[EXERCISE OBJECTIVE] Locate every line in the listing that contains the word "backdrop" and copy each of those lines.

[SUPPLIED DATA]

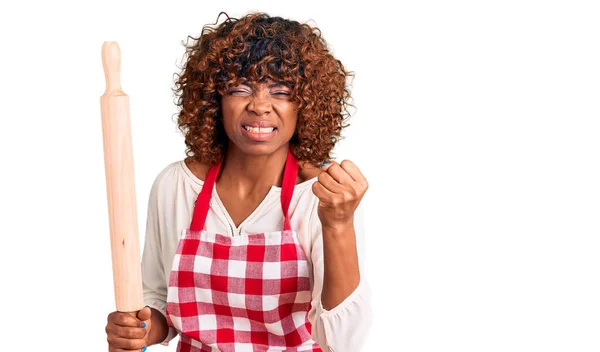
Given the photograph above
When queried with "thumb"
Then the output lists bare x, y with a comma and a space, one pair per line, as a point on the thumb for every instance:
144, 313
325, 166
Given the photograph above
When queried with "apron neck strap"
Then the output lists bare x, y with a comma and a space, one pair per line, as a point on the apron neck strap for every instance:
287, 191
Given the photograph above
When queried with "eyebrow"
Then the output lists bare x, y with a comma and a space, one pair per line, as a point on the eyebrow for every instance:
278, 84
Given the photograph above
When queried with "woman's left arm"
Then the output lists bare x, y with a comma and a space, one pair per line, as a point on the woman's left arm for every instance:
341, 299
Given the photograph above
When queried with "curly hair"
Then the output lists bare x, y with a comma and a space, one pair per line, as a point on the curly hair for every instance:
255, 48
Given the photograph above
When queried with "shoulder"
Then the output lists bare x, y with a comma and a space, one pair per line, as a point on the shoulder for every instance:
197, 169
176, 173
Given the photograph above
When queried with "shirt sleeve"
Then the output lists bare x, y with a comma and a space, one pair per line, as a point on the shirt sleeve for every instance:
346, 326
154, 279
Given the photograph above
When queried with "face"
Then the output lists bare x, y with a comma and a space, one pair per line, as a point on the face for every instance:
259, 118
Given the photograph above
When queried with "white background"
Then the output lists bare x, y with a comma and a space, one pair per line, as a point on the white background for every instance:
477, 125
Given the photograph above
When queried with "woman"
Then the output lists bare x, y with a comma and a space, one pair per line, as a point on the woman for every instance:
250, 241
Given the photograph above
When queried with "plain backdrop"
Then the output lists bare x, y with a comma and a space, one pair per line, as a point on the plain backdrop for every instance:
477, 125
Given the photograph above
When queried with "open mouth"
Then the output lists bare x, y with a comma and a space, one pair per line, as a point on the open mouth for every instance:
259, 129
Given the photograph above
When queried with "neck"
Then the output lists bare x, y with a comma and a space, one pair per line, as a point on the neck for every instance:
249, 172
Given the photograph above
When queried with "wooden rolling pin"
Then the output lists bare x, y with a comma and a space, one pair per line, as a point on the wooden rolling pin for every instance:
120, 185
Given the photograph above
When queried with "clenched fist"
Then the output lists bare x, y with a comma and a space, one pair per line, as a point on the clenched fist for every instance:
340, 188
126, 332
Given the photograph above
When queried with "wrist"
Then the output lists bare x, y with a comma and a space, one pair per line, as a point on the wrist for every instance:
339, 227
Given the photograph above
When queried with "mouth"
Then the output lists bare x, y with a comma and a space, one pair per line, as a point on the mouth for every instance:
259, 133
259, 129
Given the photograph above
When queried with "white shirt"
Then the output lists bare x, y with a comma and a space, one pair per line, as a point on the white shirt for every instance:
170, 208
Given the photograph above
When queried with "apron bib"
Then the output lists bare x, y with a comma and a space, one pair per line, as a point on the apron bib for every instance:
241, 293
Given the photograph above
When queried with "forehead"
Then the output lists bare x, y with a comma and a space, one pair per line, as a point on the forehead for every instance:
265, 83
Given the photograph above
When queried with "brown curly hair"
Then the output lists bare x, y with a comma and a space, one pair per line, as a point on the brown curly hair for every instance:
255, 48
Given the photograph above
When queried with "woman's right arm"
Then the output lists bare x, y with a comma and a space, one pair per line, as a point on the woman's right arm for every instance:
153, 273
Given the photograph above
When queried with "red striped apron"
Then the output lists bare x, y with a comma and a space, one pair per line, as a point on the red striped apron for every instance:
241, 293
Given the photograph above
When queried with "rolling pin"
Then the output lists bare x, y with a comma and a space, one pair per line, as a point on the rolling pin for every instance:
120, 185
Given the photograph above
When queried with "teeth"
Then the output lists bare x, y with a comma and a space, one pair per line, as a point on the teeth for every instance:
259, 129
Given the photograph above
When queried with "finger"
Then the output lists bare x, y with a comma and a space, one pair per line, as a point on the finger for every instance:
144, 313
120, 343
339, 175
124, 319
328, 182
130, 333
353, 171
321, 192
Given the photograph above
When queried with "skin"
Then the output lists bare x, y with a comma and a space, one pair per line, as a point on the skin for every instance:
249, 170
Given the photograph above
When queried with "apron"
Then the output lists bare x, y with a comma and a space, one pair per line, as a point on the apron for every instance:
241, 293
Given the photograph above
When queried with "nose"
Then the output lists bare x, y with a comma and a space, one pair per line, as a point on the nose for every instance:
260, 104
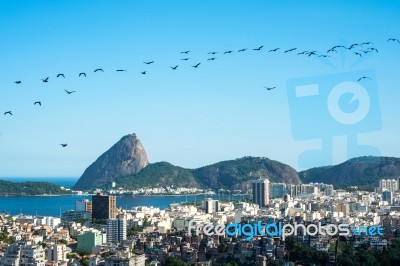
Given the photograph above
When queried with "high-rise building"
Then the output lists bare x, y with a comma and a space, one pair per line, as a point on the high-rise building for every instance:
211, 205
116, 230
23, 253
83, 205
277, 190
104, 207
261, 192
57, 252
389, 184
90, 239
387, 196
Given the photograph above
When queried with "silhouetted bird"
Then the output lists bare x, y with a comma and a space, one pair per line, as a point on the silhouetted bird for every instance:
352, 46
363, 78
373, 49
312, 53
366, 43
287, 51
393, 40
304, 52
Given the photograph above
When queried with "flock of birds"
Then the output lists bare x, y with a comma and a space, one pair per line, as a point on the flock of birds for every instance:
358, 49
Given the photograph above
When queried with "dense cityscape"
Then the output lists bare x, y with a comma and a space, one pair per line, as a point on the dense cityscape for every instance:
99, 233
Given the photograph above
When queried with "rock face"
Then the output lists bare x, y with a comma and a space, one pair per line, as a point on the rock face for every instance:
126, 157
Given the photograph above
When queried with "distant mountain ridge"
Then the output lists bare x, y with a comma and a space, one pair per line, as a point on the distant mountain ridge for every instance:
125, 157
126, 164
360, 171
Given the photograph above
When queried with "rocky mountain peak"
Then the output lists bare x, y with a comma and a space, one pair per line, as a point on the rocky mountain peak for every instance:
126, 157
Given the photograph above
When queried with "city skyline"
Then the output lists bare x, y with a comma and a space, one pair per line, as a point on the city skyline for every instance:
190, 116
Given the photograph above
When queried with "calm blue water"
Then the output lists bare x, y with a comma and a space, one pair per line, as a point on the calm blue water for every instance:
61, 181
50, 205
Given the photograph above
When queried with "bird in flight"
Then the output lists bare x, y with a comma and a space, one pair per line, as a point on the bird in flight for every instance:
332, 50
69, 92
366, 43
393, 40
373, 49
363, 78
287, 51
352, 46
312, 53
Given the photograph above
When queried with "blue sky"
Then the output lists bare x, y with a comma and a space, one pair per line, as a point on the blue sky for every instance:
189, 117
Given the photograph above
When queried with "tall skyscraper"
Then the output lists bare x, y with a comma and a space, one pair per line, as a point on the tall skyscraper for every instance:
116, 230
104, 207
261, 192
83, 205
211, 205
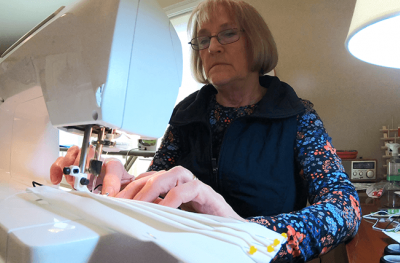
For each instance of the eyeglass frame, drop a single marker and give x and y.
(239, 33)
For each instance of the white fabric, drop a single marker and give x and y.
(189, 237)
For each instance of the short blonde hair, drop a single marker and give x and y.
(262, 46)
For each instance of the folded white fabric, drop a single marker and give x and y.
(186, 236)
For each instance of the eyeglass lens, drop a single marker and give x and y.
(224, 37)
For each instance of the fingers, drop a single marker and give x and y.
(162, 182)
(114, 172)
(182, 194)
(56, 171)
(145, 174)
(133, 188)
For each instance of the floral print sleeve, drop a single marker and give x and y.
(334, 214)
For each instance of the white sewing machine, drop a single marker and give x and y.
(87, 69)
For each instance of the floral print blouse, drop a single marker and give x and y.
(334, 214)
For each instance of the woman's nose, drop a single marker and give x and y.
(214, 46)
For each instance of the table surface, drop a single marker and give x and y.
(368, 244)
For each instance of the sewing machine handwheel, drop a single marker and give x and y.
(84, 181)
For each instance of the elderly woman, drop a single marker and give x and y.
(257, 150)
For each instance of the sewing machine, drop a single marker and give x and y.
(95, 68)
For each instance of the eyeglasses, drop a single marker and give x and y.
(224, 37)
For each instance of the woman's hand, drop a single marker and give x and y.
(181, 189)
(113, 175)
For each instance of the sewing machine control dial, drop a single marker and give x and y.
(360, 170)
(370, 174)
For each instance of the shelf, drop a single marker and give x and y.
(390, 130)
(391, 139)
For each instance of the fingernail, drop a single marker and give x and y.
(108, 190)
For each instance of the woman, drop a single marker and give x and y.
(256, 148)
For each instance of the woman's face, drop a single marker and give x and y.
(224, 64)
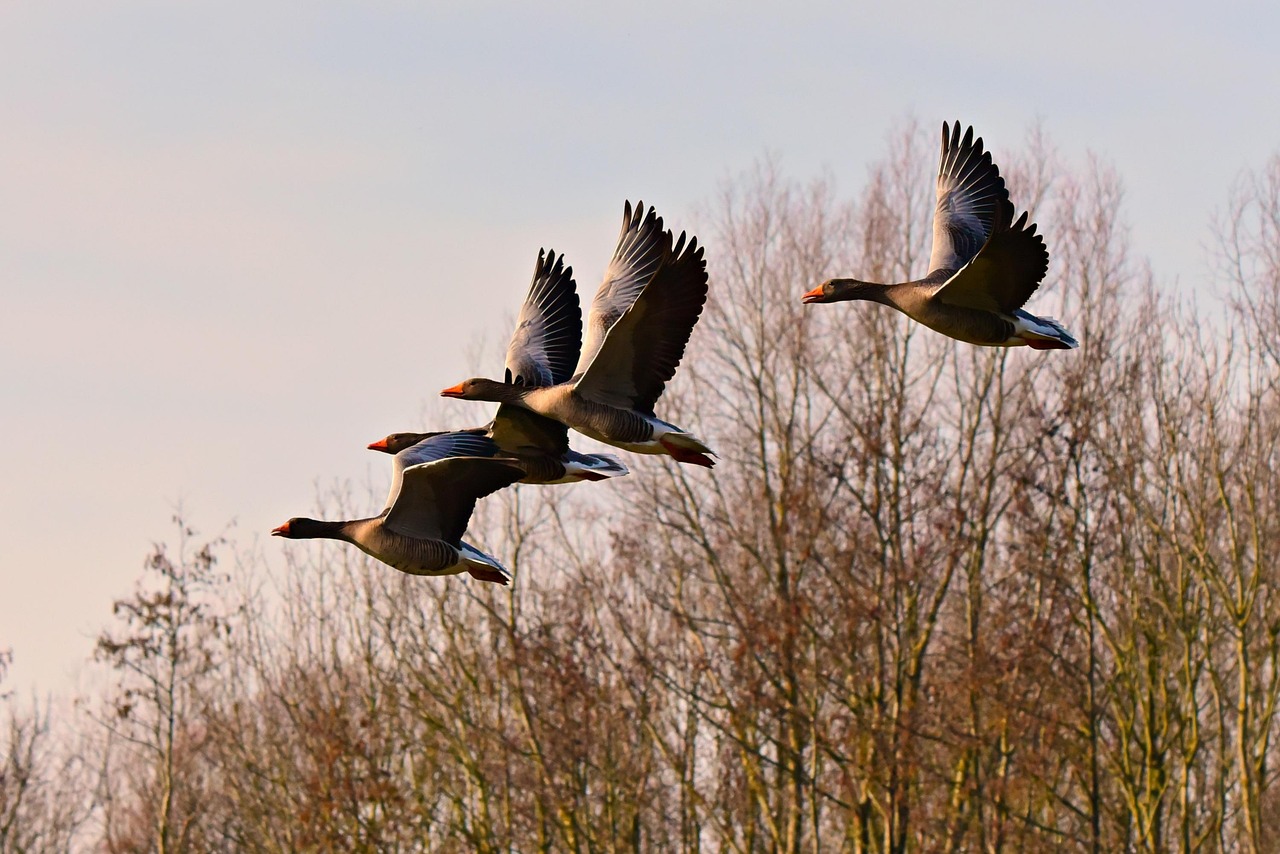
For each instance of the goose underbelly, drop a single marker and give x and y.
(412, 556)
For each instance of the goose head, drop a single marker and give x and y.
(840, 290)
(300, 528)
(397, 442)
(485, 389)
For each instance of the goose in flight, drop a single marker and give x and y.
(542, 352)
(428, 508)
(538, 443)
(643, 314)
(983, 266)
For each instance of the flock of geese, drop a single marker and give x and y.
(983, 268)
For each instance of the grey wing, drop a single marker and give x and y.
(643, 246)
(643, 348)
(439, 446)
(970, 192)
(548, 334)
(1005, 273)
(517, 430)
(437, 498)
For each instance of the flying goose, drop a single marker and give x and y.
(538, 443)
(428, 508)
(643, 314)
(983, 266)
(542, 352)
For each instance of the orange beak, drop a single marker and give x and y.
(813, 296)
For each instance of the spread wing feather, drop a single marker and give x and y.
(437, 498)
(1006, 270)
(643, 246)
(438, 446)
(970, 193)
(519, 430)
(548, 334)
(644, 346)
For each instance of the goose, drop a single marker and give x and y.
(538, 443)
(643, 314)
(983, 266)
(428, 508)
(542, 352)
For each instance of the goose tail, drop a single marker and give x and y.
(1042, 333)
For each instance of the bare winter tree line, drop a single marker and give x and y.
(935, 598)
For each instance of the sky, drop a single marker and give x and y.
(240, 241)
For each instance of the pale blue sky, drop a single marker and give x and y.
(241, 241)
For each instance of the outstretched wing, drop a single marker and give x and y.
(438, 446)
(1006, 270)
(437, 498)
(970, 193)
(641, 350)
(643, 246)
(548, 334)
(517, 430)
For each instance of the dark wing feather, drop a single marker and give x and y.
(517, 430)
(438, 446)
(643, 246)
(1005, 273)
(643, 348)
(548, 334)
(437, 498)
(970, 192)
(458, 443)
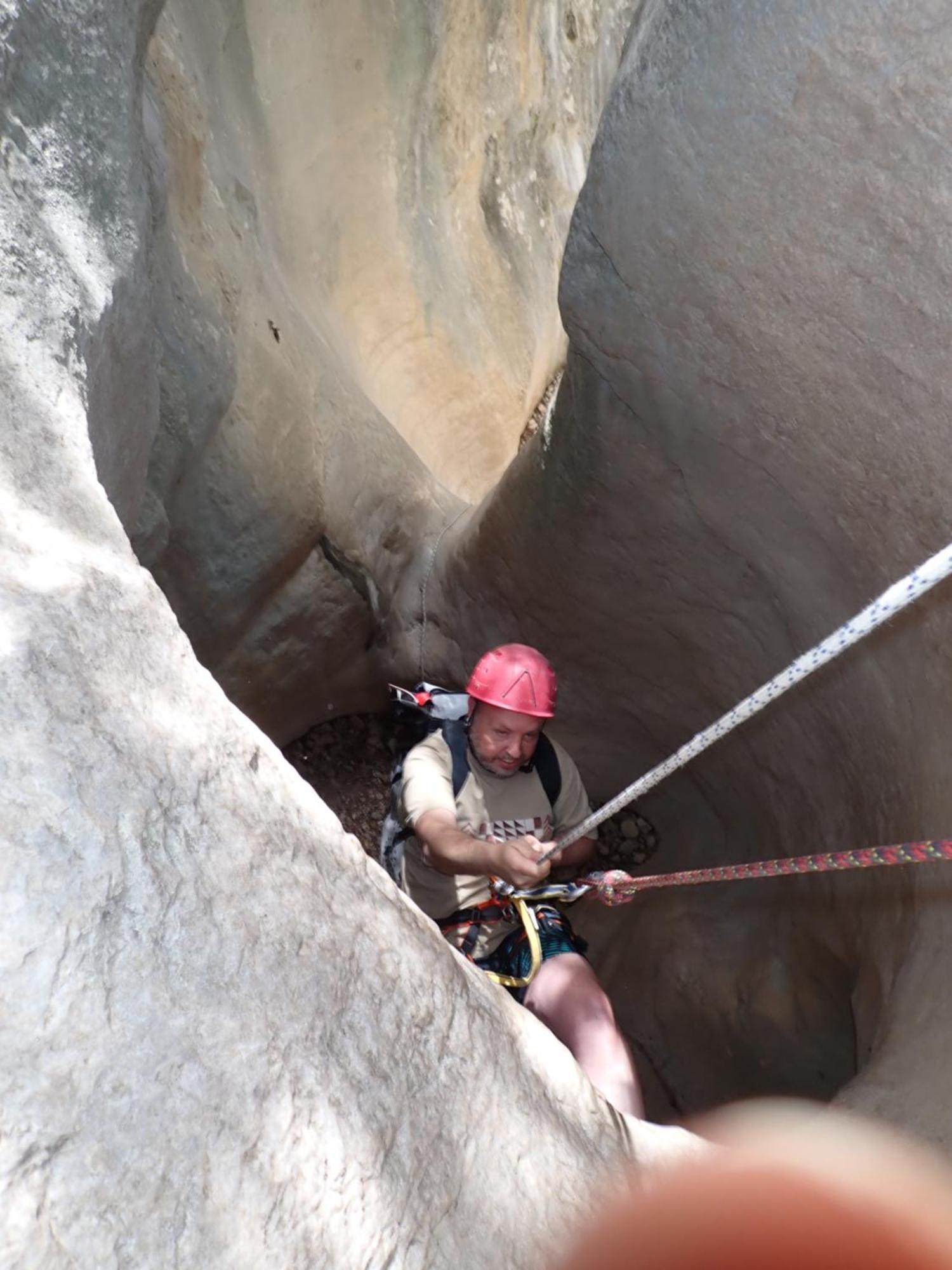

[EXERCISE SOLUTION]
When queried with "plain backdrop"
Then the output lists bare x, y with a comma and a space, one pair per line, as a point on the plain backdrop for every instance:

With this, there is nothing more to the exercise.